Start of PROVIDED PASSAGE

The choice of signature is a valid trap instruction on arm32 little
endian, where both code and data are little endian.
ARMv6+ big endian (BE8) generates mixed endianness code vs data:
little-endian code and big-endian data. The data value of the signature
needs to have its byte order reversed to generate the trap instruction.
Prior to ARMv6, -mbig-endian generates big-endian code and data
(which match), so the endianness of the data representation of the
signature should not be reversed. However, the choice between BE32
and BE8 is done by the linker, so we cannot know whether code and
data endianness will be mixed before the linker is invoked. So rather
than try to play tricks with the linker, the rseq signature is simply
data (not a trap instruction) prior to ARMv6 on big endian. This is
why the signature is expressed as data (.word) rather than as
instruction (.inst) in assembler.
Because a ".word" is used to emit the signature, it will be interpreted
as a literal pool by a disassembler, not as an actual instruction.
Considering that the signature is not meant to be executed except in
scenarios where the program execution is completely bogus, this should
not be an issue.
Signed-off-by: Mathieu Desnoyers <mathieu.desnoyers(a)efficios.com>
Acked-by: Will Deacon <will.deacon(a)arm.com>
CC: Peter Zijlstra <peterz(a)infradead.org>
CC: Thomas Gleixner <tglx(a)linutronix.de>
CC: Joel Fernandes <joelaf(a)google.com>
CC: Catalin Marinas <catalin.marinas(a)arm.com>
CC: Dave Watson <davejwatson(a)fb.com>
CC: Will Deacon <will.deacon(a)arm.com>
CC: Shuah Khan <shuah(a)kernel.org>
CC: Andi Kleen <andi(a)firstfloor.org>
CC: linux-kselftest(a)vger.kernel.org
CC: "H . Peter Anvin" <hpa(a)zytor.com>
CC: Chris Lameter <cl(a)linux.com>
CC: Russell King <linux(a)arm.linux.org.uk>
CC: Michael Kerrisk <mtk.manpages(a)gmail.com>
CC: "Paul E . McKenney" <paulmck(a)linux.vnet.ibm.com>
CC: Paul Turner <pjt(a)google.com>
CC: Boqun Feng <boqun.feng(a)gmail.com>
CC: Josh Triplett <josh(a)joshtriplett.org>
CC: Steven Rostedt <rostedt(a)goodmis.org>
CC: Ben Maurer <bmaurer(a)fb.com>
CC: linux-api(a)vger.kernel.org
CC: Andy Lutomirski <luto(a)amacapital.net>
CC: Andrew Morton <akpm(a)linux-foundation.org>
CC: Linus Torvalds <torvalds(a)linux-foundation.org>
CC: Carlos O'Donell <carlos(a)redhat.com>
CC: Florian Weimer <fweimer(a)redhat.com>
Signed-off-by: Shuah Khan <skhan(a)linuxfoundation.org>
Signed-off-by: Sasha Levin <sashal(a)kernel.org>
---
tools/testing/selftests/rseq/rseq-arm.h | 61 +++++++++++++------------
1 file changed, 33 insertions(+), 28 deletions(-)

End of PROVIDED PASSAGE
Start of DATA LINES

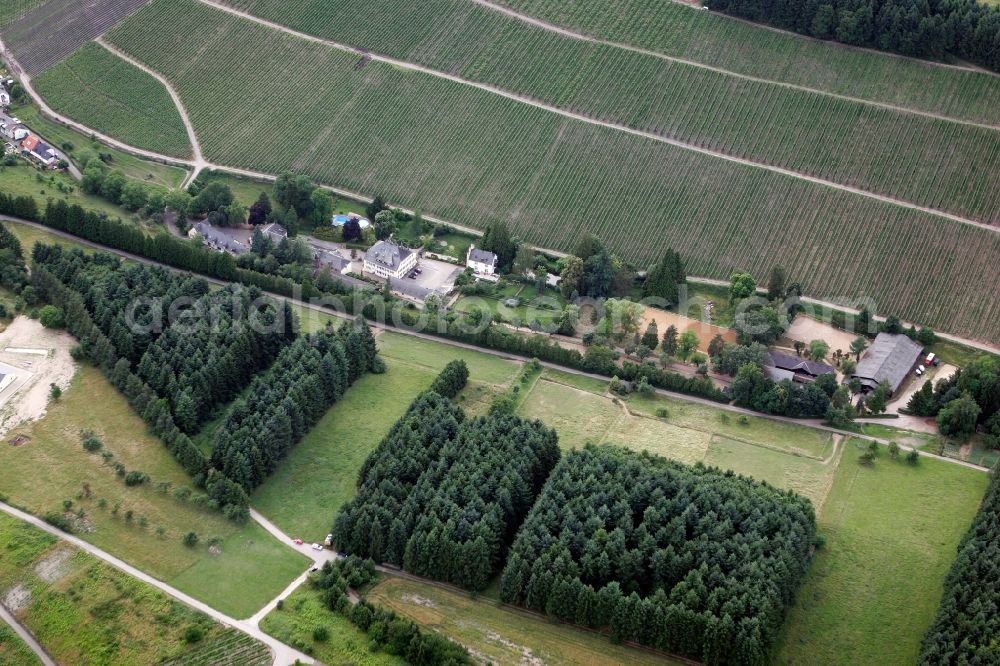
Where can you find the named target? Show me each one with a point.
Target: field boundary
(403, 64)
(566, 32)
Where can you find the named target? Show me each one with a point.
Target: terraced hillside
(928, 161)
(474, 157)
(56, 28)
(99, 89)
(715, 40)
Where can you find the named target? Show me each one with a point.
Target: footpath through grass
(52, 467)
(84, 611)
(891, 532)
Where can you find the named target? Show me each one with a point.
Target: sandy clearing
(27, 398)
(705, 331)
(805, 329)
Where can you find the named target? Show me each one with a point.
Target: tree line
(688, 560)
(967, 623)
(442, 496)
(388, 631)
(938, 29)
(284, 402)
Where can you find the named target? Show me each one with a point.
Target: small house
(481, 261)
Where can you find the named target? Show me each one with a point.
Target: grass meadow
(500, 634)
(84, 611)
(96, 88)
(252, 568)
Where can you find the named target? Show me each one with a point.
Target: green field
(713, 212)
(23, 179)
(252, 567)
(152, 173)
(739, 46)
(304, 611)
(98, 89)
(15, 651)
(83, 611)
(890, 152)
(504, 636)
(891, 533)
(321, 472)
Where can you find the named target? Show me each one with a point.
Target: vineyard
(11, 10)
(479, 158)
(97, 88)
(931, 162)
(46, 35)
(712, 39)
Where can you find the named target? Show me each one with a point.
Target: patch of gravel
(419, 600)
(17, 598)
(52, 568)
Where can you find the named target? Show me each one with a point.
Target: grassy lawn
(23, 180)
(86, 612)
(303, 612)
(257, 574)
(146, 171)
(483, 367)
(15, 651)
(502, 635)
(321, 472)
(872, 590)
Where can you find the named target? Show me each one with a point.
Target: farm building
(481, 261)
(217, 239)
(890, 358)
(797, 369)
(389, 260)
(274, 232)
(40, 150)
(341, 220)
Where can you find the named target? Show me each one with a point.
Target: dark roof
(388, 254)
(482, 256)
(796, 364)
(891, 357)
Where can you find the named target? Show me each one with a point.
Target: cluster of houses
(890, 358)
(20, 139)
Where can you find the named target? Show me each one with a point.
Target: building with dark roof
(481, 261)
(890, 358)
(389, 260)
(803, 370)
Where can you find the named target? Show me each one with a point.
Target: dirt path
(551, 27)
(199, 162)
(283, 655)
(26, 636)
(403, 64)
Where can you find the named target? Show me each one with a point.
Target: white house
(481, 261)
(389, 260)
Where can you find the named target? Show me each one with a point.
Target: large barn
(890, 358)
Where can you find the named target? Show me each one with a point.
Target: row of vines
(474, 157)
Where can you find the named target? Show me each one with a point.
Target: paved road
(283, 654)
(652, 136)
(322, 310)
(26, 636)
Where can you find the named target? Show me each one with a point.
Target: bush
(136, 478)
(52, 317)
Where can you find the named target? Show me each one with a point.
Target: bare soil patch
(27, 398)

End of DATA LINES
Start of DATA LINES

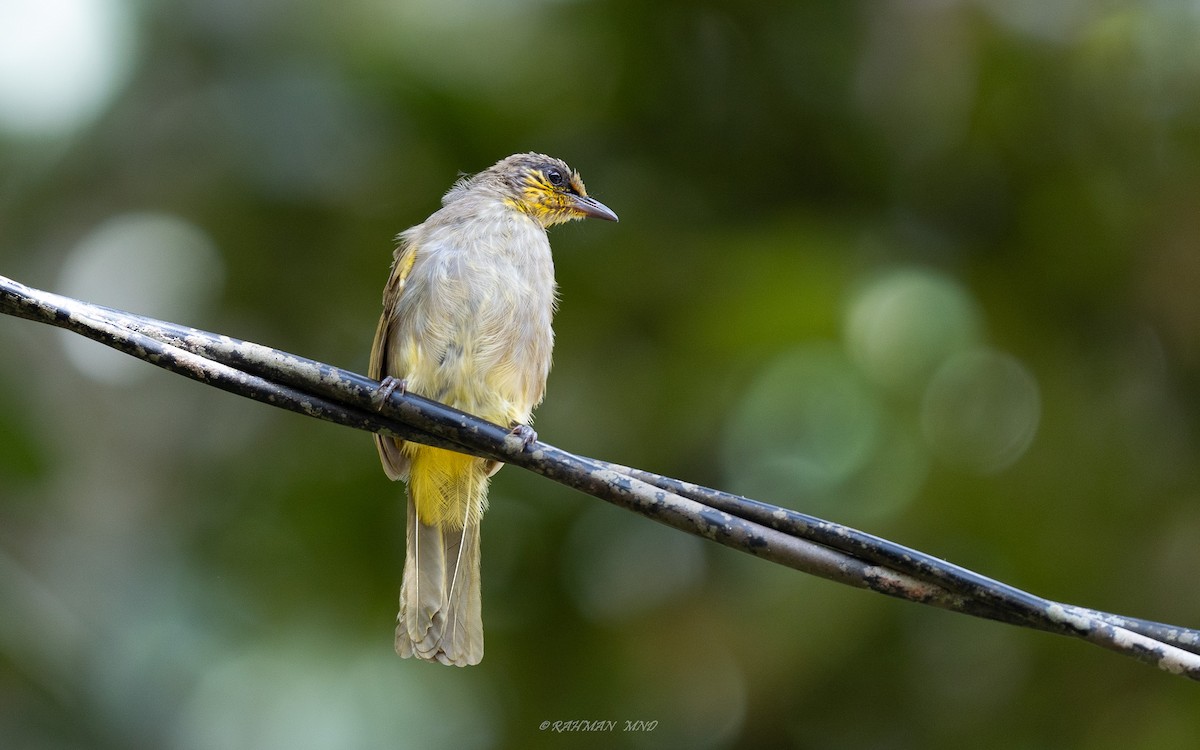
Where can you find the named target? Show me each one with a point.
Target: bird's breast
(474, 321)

End of DATA LINES
Start of DATA LINES

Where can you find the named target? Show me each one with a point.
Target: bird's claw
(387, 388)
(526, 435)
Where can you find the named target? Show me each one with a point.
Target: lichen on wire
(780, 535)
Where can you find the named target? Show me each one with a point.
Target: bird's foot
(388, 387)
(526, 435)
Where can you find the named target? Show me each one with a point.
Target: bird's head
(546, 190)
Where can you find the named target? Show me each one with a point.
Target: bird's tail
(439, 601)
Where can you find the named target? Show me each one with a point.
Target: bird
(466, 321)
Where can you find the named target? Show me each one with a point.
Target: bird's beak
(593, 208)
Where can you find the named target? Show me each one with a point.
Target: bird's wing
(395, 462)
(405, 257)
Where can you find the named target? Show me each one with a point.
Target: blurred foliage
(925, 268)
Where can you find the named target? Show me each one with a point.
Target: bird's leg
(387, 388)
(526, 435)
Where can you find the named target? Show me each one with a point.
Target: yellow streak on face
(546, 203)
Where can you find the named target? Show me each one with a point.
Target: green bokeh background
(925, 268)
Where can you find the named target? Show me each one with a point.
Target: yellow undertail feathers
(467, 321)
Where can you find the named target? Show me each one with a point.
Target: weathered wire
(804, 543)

End of DATA LINES

> _STATED GOAL 1_: Please rewrite the commit message starting with "The choice of" and going on through "(.inst) in assembler.", swapping "linker" for "link editor".
> _STATED GOAL 2_:
Answer these from the commit message:
(a) What code and data endianness does ARMv6+ big endian (BE8) generate?
(b) How will a disassembler interpret the signature emitted with ".word"?
(c) Which file does the change touch?
The material plays no part in what comes next.

> _REPLY 1_:
The choice of signature is a valid trap instruction on arm32 little
endian, where both code and data are little endian.
ARMv6+ big endian (BE8) generates mixed endianness code vs data:
little-endian code and big-endian data. The data value of the signature
needs to have its byte order reversed to generate the trap instruction.
Prior to ARMv6, -mbig-endian generates big-endian code and data
(which match), so the endianness of the data representation of the
signature should not be reversed. However, the choice between BE32
and BE8 is done by the link editor, so we cannot know whether code and
data endianness will be mixed before the link editor is invoked. So rather
than try to play tricks with the link editor, the rseq signature is simply
data (not a trap instruction) prior to ARMv6 on big endian. This is
why the signature is expressed as data (.word) rather than as
instruction (.inst) in assembler.

> _REPLY 2_:
(a) Little-endian code and big-endian data.
(b) As a literal pool, not as an actual instruction.
(c) tools/testing/selftests/rseq/rseq-arm.h